(Stored data entries)
—————

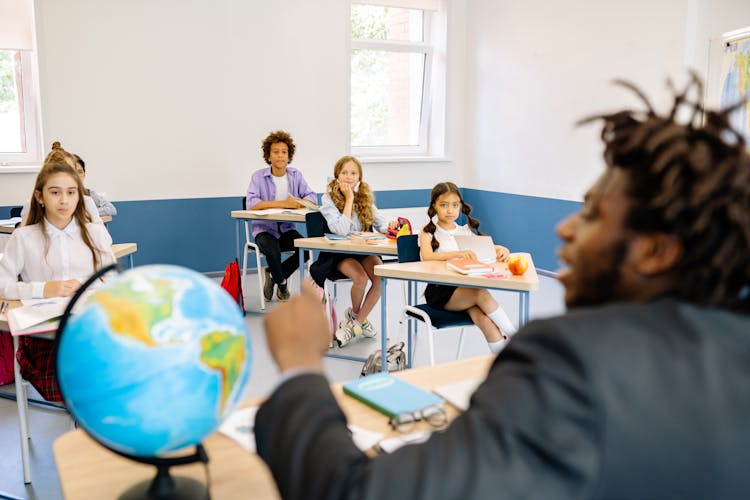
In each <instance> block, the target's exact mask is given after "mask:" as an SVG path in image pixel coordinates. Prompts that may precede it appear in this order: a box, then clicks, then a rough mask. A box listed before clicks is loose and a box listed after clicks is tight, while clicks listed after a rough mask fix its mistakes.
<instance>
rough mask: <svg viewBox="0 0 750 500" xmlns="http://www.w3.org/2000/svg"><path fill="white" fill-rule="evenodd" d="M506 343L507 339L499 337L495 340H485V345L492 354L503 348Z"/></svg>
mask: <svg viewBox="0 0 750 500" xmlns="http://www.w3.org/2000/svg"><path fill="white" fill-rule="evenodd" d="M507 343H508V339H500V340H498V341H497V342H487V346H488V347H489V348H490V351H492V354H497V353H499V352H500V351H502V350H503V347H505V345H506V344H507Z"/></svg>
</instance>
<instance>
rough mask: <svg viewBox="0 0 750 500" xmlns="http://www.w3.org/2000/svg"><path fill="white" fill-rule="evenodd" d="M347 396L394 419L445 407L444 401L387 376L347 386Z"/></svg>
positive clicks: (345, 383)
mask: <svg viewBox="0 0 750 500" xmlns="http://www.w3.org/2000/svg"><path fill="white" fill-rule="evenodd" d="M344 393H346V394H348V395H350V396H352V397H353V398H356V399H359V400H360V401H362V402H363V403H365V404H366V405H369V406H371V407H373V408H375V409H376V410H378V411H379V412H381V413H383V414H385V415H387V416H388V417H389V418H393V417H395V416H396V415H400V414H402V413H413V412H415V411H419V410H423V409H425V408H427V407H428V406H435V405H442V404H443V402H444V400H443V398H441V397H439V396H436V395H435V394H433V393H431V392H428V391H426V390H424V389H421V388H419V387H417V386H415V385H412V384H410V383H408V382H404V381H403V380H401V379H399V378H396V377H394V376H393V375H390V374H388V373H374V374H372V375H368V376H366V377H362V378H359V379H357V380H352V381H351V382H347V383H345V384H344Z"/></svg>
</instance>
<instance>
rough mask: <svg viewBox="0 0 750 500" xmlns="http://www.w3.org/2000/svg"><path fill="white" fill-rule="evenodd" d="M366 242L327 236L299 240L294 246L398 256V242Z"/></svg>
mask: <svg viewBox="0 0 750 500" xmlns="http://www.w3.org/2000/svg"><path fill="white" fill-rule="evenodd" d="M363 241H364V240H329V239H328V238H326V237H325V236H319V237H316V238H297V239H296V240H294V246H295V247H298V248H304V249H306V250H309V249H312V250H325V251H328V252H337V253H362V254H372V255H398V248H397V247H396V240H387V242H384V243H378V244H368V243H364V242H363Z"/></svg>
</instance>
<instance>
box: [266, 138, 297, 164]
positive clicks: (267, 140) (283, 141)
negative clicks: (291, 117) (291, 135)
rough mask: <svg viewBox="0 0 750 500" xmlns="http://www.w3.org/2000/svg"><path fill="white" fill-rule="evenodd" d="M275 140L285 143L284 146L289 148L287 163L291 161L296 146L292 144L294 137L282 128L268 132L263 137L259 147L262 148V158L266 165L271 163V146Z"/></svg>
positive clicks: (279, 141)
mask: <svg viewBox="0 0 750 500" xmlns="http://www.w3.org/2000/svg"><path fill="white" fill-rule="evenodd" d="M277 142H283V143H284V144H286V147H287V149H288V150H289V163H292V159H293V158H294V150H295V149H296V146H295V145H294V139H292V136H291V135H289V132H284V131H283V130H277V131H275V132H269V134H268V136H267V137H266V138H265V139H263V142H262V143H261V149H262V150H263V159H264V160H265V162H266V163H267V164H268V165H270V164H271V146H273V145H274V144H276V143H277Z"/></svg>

—————

• [Exercise goal] Reproduce all of the items above word for word, but leave out the pictures.

• [Exercise response]
In each <instance> block, the target's exact mask is given after "mask:" as an SVG path in image pixel coordinates. Prompts that may precede it appear in this order: a box, then clicks, then a rough mask. A box listed before clicks is loose and a box listed after clicks is tight, while clicks listed after a rough mask fix its mistakes.
<instance>
rough mask: <svg viewBox="0 0 750 500" xmlns="http://www.w3.org/2000/svg"><path fill="white" fill-rule="evenodd" d="M506 343L507 339L499 337L495 340H485V345L492 354L503 348Z"/></svg>
mask: <svg viewBox="0 0 750 500" xmlns="http://www.w3.org/2000/svg"><path fill="white" fill-rule="evenodd" d="M507 343H508V339H500V340H498V341H497V342H487V346H488V347H489V348H490V351H492V354H497V353H499V352H500V351H502V350H503V347H505V345H506V344H507Z"/></svg>
</instance>
<instance>
rough mask: <svg viewBox="0 0 750 500" xmlns="http://www.w3.org/2000/svg"><path fill="white" fill-rule="evenodd" d="M347 396L394 419L445 407L444 401L387 376L347 386Z"/></svg>
positive clicks: (345, 383)
mask: <svg viewBox="0 0 750 500" xmlns="http://www.w3.org/2000/svg"><path fill="white" fill-rule="evenodd" d="M344 393H346V394H348V395H350V396H352V397H353V398H356V399H359V400H360V401H362V402H363V403H365V404H366V405H369V406H371V407H373V408H375V409H376V410H378V411H379V412H381V413H383V414H385V415H387V416H388V417H389V418H393V417H395V416H396V415H400V414H402V413H413V412H415V411H419V410H423V409H425V408H427V407H428V406H435V405H442V404H443V402H444V400H443V398H441V397H439V396H436V395H435V394H433V393H431V392H428V391H426V390H424V389H421V388H419V387H417V386H415V385H412V384H410V383H408V382H404V381H403V380H401V379H399V378H396V377H394V376H393V375H390V374H388V373H374V374H372V375H368V376H366V377H362V378H359V379H357V380H352V381H351V382H347V383H345V384H344Z"/></svg>
</instance>
<instance>
rough mask: <svg viewBox="0 0 750 500" xmlns="http://www.w3.org/2000/svg"><path fill="white" fill-rule="evenodd" d="M366 242L327 236L299 240L294 246L398 256V242Z"/></svg>
mask: <svg viewBox="0 0 750 500" xmlns="http://www.w3.org/2000/svg"><path fill="white" fill-rule="evenodd" d="M363 241H364V240H329V239H328V238H326V237H325V236H319V237H316V238H297V239H296V240H294V246H295V247H298V248H304V249H306V250H309V249H312V250H325V251H328V252H337V253H362V254H372V255H398V248H397V247H396V240H387V242H384V243H378V244H368V243H364V242H363Z"/></svg>
</instance>
<instance>
box: [266, 138, 297, 164]
positive clicks: (267, 140) (283, 141)
negative clicks: (291, 117) (291, 135)
rough mask: <svg viewBox="0 0 750 500" xmlns="http://www.w3.org/2000/svg"><path fill="white" fill-rule="evenodd" d="M275 140L285 143L284 146L289 148L287 163L291 161L296 146L292 144L294 137L282 128L268 132L263 137L259 147L262 148V158L266 165L271 163V146Z"/></svg>
positive clicks: (279, 141)
mask: <svg viewBox="0 0 750 500" xmlns="http://www.w3.org/2000/svg"><path fill="white" fill-rule="evenodd" d="M277 142H283V143H284V144H286V147H287V149H288V150H289V163H292V159H293V158H294V150H295V149H296V146H295V145H294V139H292V136H291V135H289V132H284V131H283V130H277V131H275V132H269V134H268V136H267V137H266V138H265V139H263V142H262V143H261V149H262V150H263V159H264V160H265V162H266V163H267V164H268V165H270V164H271V146H273V145H274V144H276V143H277Z"/></svg>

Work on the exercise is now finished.